◆ Zu bearbeiten
Aktualisiere die Zeilen von der Zeile mit „green plant stem.“ bis einschließlich der Zeile mit „column 80, row 698“, indem du „green“ durch „brown“ ersetzt. Gib nur diese Zeilen wieder und lass alles andere unverändert.

═════ Daten der Übung ═════

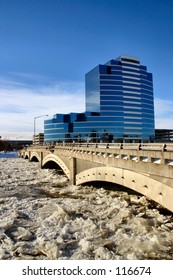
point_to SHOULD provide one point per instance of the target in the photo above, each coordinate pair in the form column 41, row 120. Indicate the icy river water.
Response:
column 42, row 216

═════
═════ Daten der Übung ═════

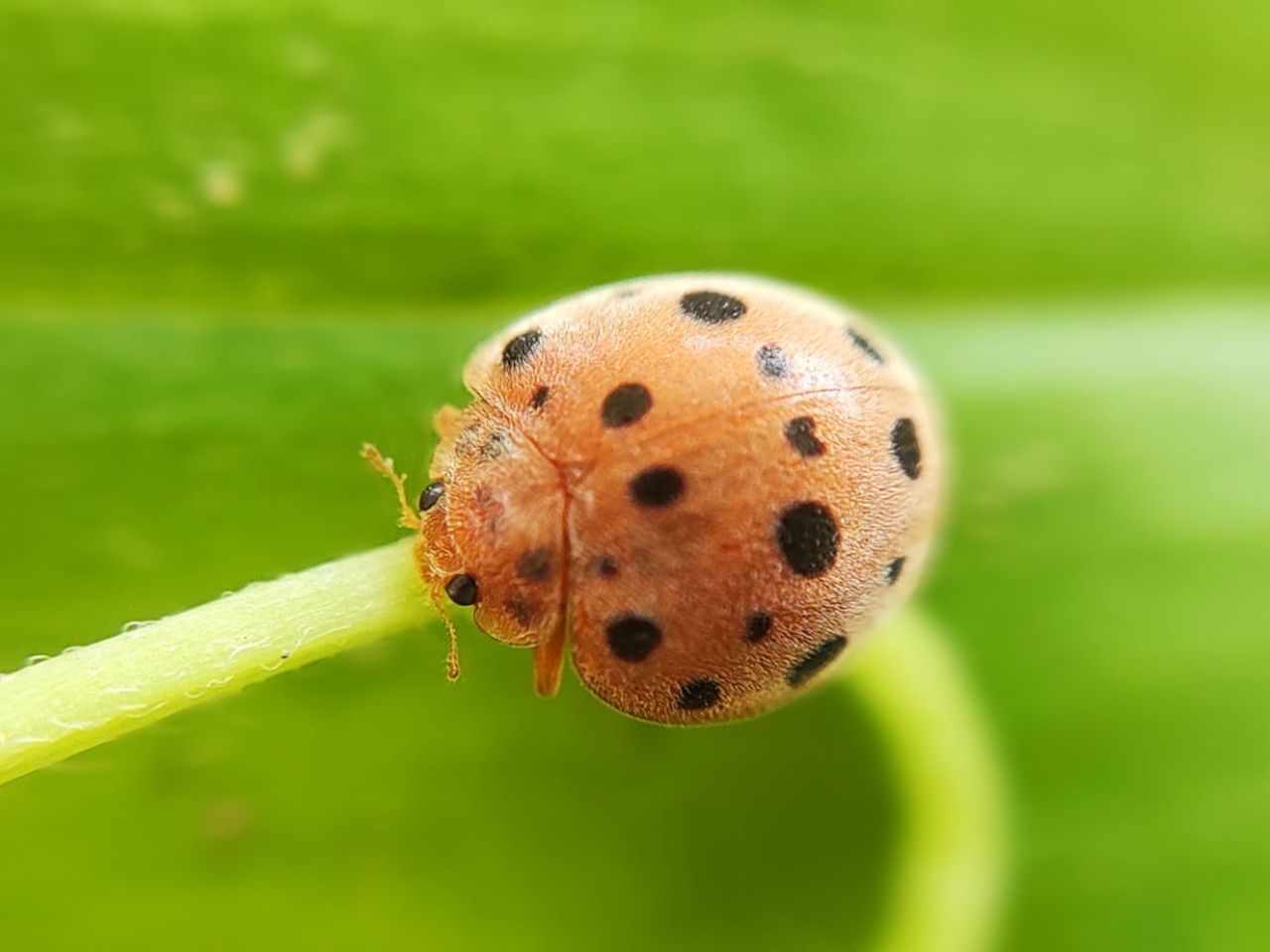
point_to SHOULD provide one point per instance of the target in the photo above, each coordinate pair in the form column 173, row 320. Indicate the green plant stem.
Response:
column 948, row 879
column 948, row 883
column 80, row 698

═════

◆ Vollständige Ausgabe
point_to SHOULD provide one point per instance of the target in the photo above, each coordinate pair in the form column 173, row 320. Indicate the brown plant stem.
Response:
column 948, row 879
column 948, row 883
column 80, row 698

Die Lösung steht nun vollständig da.